**JOBS**
1 > Could you extract the passage on General Motors and defense contracts word for word, starting at "Even though General" and ending at "corporation, including GM."?
2 > How might the passage on General Motors, Hughes Aircraft and the Pentagon go on from its final sentence? Write the next part.

**DOCUMENT SECTION**

While before this buyout defense contracts were only 1% to 1-1/2% of GM's gross production, it is now estimated they will make up more than 6%. More important than the percentages, however, is the direction of this development. It is a qualitatively different kind of merger. It marks a giant leap of civilian industry into the arms of the military-industrial complex.

Even though General Motors is so huge in comparison to Hughes Aircraft, one must reckon with the fact that it is not Hughes (that is, an individual giant corporation) which will exercise influence over General Motors. That would be absurd. Rather, it is the Pentagon, which has at its disposal hundreds of billions of dollars and therefore towers over any corporation, including GM.

It should be noted that the Ford Motor Company has also become involved in military production. This will compel more and more civilian producers to follow the trend. It is part and parcel of the Pentagon's effort to militarize U.S. industry.

**DATASET EXTRACT**
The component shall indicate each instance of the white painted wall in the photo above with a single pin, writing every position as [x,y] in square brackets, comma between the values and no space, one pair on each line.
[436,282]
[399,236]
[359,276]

**IN RESPONSE**
1 >
Even though General Motors is so huge in comparison to Hughes Aircraft, one must reckon with the fact that it is not Hughes (that is, an individual giant corporation) which will exercise influence over General Motors. That would be absurd. Rather, it is the Pentagon, which has at its disposal hundreds of billions of dollars and therefore towers over any corporation, including GM.

2 >
For a long time the auto industry, in particular, was viewed by a variety of liberal thinkers concerned with the struggle against imperialist war as a mainstay for peaceful coexistence with the USSR and other socialist countries and as a brake on the Pentagon. This was regarded as the material basis for the existence of a moderate grouping within the bourgeoisie, with economic roots in the civilian sector. This merger comes as a severe blow to this view.

However, it is part of a longer-term trend. The principal motivation for the GM-Hughes merger and its most immediate basis can be directly traced to the Star Wars project, which has been pushed so feverishly by the Reagan administration. It is important to take into account this extremely significant political development, which gave the final stimulus to the GM-Hughes merger.

In this "most open of open societies," the most important economic and political processes are carried out in secret. Only when they are completed are they brought out into the open as an accomplished fact. The GM-Hughes merger was a textbook example of this.

This extraordinary development could not have been achieved without undercover cooperation among the holy trinity--high industry, finance and the government. What its effect will be on the auto workers and the Hughes workers remains to be seen. It most certainly will entail layoffs for many thousands sooner or later.

It shows how the most important decisions governing the direction of the economy and affecting millions of people are decided by a handful of business executives who are not elected by the people and who are not even subject to veto by the government.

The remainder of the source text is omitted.